• Task description:
Without reproducing any picture, copy the records word for word.
### Data for processing ###
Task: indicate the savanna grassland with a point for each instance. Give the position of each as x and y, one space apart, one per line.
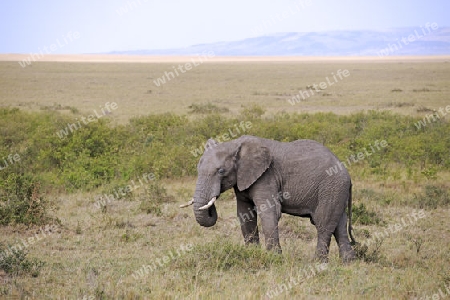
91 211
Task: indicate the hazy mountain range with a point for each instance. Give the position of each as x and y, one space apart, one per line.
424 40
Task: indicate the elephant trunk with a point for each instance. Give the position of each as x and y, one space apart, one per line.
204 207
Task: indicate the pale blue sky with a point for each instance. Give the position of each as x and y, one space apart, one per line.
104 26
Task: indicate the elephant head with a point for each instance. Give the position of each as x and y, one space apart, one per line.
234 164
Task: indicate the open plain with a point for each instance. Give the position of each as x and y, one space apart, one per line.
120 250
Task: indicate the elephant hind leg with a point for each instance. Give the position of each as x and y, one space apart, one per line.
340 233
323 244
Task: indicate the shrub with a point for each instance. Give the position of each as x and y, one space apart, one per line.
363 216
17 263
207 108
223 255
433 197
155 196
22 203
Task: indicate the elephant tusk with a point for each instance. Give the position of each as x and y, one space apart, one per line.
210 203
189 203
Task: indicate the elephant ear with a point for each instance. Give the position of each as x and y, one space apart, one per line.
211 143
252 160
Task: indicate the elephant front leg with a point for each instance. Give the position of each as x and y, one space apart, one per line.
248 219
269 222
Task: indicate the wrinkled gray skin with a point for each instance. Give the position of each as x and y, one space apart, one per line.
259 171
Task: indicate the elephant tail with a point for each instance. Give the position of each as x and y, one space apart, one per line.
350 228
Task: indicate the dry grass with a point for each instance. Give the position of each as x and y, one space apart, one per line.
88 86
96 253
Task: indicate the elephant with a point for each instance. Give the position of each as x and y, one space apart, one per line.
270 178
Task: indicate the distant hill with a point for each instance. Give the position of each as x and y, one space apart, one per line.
###
• Solution to this problem:
Task: indicate the savanna grassland with a point for each instance. Give the position of each as x and y, one space apart, one per line.
91 211
Task: indicate the hazy mountain range with a point for each instance. Give the position of each as x and y, one space apart, one per line.
424 40
Task: indicate the elephant trunk with a point for each instance. Give the position of each as x and y, one space apart, one per line.
204 207
Task: indicate the pale blue sky with a point for each instance. Give the position of each as x and y, one space apart, one per line.
104 26
Task: indicate the elephant head with a point for each instance. Give the position of each as x and y, one space apart, one per line.
234 164
Task: indicate the open plain with a point for each instance. Give the position of each as x and y, one space apart, one per line.
120 250
Task: indicate the elephant hind leg with a point for each instance. Give the position of each as x and y, one space apart, one per line.
340 233
323 244
Task: indicate the shrub with a point for each instance. Give the position of each as x and y, one space apart, one per line.
363 216
17 263
207 108
223 255
433 197
155 196
22 203
Task: indicate the elephant tusk with a point for each instance. Give the position of each as x and y, one space apart, one per line.
210 203
189 203
Task: indicate the elephant ear with a point for each instance. Give the position of each as x and y, one space apart, one per line.
211 143
252 160
Task: indicate the elephant front leg with a point for each instance. Give the position of each as x and y, one space apart, one per line.
248 219
269 222
Task: indicate the wrinkled gray skin with a point for each instance. Give the position of each as x and y, one space apart, one per line.
259 171
Task: indicate the elephant tail with a point for each instance. Give the position of each as x and y, one space apart, one per line.
350 228
Task: indicate the dry grass with a point for each instance. Give the position of each as x and y, one space apart, one per line.
88 86
96 253
Task: indicate the elephant with a point for each instance. Give the position of each as x and y, one space apart, one per line.
270 178
Task: indicate the distant hill with a point for each instance. Give the position of each as x and y, one space apart, one per line.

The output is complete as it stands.